▶ Task inputs:
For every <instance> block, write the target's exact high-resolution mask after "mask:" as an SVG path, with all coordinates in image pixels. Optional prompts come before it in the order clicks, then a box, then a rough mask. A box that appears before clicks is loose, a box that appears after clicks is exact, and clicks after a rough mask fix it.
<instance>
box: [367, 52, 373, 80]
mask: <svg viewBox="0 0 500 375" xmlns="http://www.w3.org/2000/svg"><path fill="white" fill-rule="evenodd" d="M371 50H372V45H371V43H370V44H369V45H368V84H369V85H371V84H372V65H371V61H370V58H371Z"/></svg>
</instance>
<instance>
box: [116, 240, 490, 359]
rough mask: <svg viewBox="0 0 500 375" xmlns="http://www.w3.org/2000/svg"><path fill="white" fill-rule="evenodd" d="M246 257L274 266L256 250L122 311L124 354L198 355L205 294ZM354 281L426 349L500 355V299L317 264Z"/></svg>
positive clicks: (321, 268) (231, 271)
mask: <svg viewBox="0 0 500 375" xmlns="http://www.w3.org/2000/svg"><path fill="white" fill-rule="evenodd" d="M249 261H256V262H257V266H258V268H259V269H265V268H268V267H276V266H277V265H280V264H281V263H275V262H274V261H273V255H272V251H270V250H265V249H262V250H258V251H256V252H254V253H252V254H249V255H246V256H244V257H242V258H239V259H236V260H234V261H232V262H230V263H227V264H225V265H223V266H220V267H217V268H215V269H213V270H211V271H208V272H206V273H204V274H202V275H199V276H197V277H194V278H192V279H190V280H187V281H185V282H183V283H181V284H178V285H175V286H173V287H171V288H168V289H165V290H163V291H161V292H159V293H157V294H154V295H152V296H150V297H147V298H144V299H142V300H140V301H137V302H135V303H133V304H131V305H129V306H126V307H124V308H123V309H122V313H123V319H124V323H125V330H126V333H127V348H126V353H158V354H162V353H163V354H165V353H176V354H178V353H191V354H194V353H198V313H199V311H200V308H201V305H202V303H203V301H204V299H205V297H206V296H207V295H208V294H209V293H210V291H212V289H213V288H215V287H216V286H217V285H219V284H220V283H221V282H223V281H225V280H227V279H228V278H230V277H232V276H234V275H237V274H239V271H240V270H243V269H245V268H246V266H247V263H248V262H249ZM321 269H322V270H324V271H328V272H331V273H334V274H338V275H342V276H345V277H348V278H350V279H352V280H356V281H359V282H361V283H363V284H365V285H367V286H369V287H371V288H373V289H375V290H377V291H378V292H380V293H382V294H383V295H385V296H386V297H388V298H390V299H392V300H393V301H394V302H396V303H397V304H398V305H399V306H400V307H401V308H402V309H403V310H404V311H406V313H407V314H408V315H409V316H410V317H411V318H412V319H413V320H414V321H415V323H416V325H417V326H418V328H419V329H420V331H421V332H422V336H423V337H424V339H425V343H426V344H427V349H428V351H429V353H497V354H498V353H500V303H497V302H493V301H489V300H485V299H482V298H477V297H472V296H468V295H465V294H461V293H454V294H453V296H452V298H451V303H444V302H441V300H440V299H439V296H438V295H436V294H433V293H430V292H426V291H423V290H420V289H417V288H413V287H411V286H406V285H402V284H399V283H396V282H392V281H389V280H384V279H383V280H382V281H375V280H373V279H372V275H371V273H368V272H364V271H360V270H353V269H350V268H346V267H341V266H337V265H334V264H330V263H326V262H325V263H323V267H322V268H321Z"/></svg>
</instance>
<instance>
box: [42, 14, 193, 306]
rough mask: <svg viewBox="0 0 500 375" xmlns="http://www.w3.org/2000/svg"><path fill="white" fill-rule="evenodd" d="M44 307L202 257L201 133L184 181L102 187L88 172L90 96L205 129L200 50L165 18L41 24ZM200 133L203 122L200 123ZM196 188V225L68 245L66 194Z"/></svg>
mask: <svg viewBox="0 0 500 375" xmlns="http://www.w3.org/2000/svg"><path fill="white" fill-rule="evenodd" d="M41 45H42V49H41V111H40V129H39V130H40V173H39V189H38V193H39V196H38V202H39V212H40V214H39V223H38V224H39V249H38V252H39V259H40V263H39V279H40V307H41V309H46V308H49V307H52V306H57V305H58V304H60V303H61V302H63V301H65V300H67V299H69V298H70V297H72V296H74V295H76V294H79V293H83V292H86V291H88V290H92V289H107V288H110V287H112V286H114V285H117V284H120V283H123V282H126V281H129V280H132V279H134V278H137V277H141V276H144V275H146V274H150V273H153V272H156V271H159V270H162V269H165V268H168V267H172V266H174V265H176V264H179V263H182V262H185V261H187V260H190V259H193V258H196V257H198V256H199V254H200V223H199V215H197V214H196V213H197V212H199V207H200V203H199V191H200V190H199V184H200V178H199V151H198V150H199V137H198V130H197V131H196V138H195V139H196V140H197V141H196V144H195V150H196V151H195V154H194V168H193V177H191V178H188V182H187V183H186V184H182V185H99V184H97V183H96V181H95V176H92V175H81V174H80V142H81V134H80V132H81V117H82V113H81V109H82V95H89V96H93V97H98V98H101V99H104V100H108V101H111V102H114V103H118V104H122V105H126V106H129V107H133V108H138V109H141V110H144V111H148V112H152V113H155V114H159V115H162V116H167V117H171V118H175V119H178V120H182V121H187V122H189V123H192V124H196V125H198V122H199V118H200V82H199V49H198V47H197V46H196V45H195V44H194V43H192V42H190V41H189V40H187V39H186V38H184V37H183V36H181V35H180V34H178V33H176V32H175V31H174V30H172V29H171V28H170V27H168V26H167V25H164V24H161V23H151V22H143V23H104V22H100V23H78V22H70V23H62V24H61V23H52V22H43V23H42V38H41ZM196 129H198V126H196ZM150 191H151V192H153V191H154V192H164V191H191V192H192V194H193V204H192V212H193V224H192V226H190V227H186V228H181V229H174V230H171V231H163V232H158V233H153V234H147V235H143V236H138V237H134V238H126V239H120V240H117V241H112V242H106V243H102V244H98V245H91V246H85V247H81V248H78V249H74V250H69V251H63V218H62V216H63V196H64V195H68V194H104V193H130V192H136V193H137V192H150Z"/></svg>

▶ What is needed: Beginning with the first line of the items and continuing through the line that contains "box: [367, 52, 373, 80]", rewrite those lines as a numbered list, leaving out any blank lines.

▶ Answer to the problem:
1. For every <instance> block, write the target's exact high-resolution mask after "mask:" as an SVG path, with all coordinates in image pixels. Optional prompts come before it in the order clicks, then a box, then a rough mask. A box that appears before clicks is loose, a box that appears after clicks is exact, and clicks after a rough mask fix it.
2. <instance>
3. box: [367, 52, 373, 80]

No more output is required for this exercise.